Neben dem Kölner Ernährungsrat verlieh der umfangreiche städtische Obstbaumbestand der Entwicklung der Essbaren Stadt Köln den nötigen Schwung. Hilfreich war und ist auch ein Ökolandwirt, der Pachtflächen vermietet und interessierte Bürger und Bürgerinnen an das Thema ökologische Lebensmittelproduktion heranführt. Auch die Stadt Köln unterbreitet ihren Bürgern und Bürgerinnen, die über den berühmten „grünen Daumen“ verfügen, Möglichkeiten sich gärtnerisch zu betätigen, z.B. in Schulgärten. Im Jahre 2016 schlossen sich die in Kölner Gemeinschaftsgärtner(innen) zu einem Kölner Netzwerk zusammen, um auf der Grundlage des Urban Gardening Manifests eine eigene Interessenvertretung zu etablieren.

Dr. Joachim Bauer: „Bei der Essbaren Stadt Köln geht es nicht nur um eine Aufwertung kommunaler Grünflächen, sondern es geht um Förderung und Vernetzung von Gemeinschaften und Bürgerinitiativen.“ Er verweist auf das diesjährige BarCamp „Köln wird essbar – Machst Du mit?“ Es trage mit dazu bei, Bürgerengagement für nachhaltige Lebensmittel- und Saatgutversorgung zu fördern und Distanzen zwischen Politik, Verwaltung und Zivilgesellschaft abzubauen.

• Aufgaben:
a) Prüfen Sie, ob die folgenden Aussagen mit dem Text zur Essbaren Stadt Köln übereinstimmen: (i) Ein Ökolandwirt vermietet Pachtflächen. (ii) Die Kölner Gemeinschaftsgärtner(innen) schlossen sich im Jahr 2018 zu einem Netzwerk zusammen. (iii) Laut Dr. Joachim Bauer geht es bei der Essbaren Stadt Köln ausschließlich um die Aufwertung kommunaler Grünflächen. Antworten Sie jeweils mit Ja oder Nein, und belegen Sie Ihre Antwort mit einem wörtlichen Zitat.
b) Setzen Sie den Text zur Essbaren Stadt Köln nach seinem letzten Satz fort.
Die nachstehende Auflistung stammt aus einer anderen Quelle als der Text zur Essbaren Stadt Köln.

(Einträge zur Beschriftung von Bildbereichen)
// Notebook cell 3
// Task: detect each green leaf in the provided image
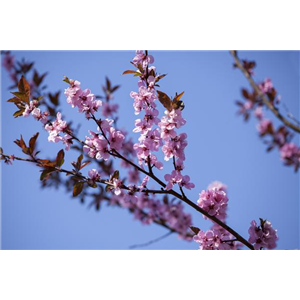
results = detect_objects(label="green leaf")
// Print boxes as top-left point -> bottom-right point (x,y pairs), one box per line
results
73,181 -> 84,197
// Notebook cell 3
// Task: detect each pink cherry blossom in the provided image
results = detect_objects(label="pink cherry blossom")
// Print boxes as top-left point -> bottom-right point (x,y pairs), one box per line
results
197,188 -> 228,221
108,127 -> 125,151
257,119 -> 274,136
258,78 -> 274,94
88,169 -> 101,182
179,175 -> 195,190
112,178 -> 123,196
207,180 -> 227,194
248,219 -> 278,249
280,143 -> 300,166
132,50 -> 154,70
102,102 -> 119,117
2,52 -> 15,72
45,112 -> 67,143
164,170 -> 182,191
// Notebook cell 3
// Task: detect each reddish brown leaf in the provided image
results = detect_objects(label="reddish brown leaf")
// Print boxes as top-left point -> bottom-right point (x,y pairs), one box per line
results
157,91 -> 173,111
29,132 -> 39,154
190,226 -> 200,234
73,181 -> 84,197
18,75 -> 30,104
56,149 -> 65,167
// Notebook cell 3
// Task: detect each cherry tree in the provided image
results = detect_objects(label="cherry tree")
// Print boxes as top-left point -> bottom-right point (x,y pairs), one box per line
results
0,50 -> 280,255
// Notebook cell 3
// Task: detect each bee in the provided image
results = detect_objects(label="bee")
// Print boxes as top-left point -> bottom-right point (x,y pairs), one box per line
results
157,91 -> 184,111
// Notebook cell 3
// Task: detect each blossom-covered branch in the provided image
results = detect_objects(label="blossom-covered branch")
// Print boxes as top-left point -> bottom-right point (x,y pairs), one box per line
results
230,50 -> 300,171
1,50 -> 278,251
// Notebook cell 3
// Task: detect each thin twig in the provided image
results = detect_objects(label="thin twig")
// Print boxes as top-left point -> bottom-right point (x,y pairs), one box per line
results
129,231 -> 174,249
230,50 -> 300,133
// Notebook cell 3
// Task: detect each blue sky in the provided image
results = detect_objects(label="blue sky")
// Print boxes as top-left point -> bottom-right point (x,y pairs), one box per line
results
1,50 -> 299,249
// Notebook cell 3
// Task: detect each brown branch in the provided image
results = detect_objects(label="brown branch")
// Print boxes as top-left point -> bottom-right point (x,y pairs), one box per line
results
129,231 -> 174,249
230,50 -> 300,133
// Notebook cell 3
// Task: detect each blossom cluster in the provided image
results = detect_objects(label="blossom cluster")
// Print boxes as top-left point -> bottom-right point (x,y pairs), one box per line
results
130,81 -> 163,170
248,219 -> 278,249
130,50 -> 195,190
237,78 -> 300,171
194,181 -> 239,251
197,188 -> 228,221
65,79 -> 102,119
83,119 -> 125,160
110,177 -> 192,240
193,224 -> 241,256
23,100 -> 49,125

• Lösungen:
a)
(i) Ja: „Hilfreich war und ist auch ein Ökolandwirt, der Pachtflächen vermietet“
(ii) Nein: „Im Jahre 2016 schlossen sich“
(iii) Nein: „Bei der Essbaren Stadt Köln geht es nicht nur um eine Aufwertung kommunaler Grünflächen“

b)
Als neues Projekt kündigt Dr. Bauer die „Gartenlabore“ an. Sie wollen einen Beitrag zur Vernetzung der klassischen Kleingärten mit den Gemeinschaftsgärten leisten, indem neue öffentlich zugängliche und multifunktionale Formen des Nutzgartens geschaffen werden. Das Projekt ist Teil eines  EFRE-geförderten Gesamtprojekts zur „Grünen Infrastruktur“.

Solche Initiativen sind nicht passgenau auf das eher ländlich strukturierte niederrheinische Grenzland übertragbar. Für ein Konzept „Essbare Stadt Kempen“ lohnt sich daher ein Vergleich zwischen Köln und dem Klever Land. Ein Grundbedürfnis nach guter Ernährung und einer menschenwürdigen Esskultur gibt es schließlich im urbanen und im ländlichen Raum.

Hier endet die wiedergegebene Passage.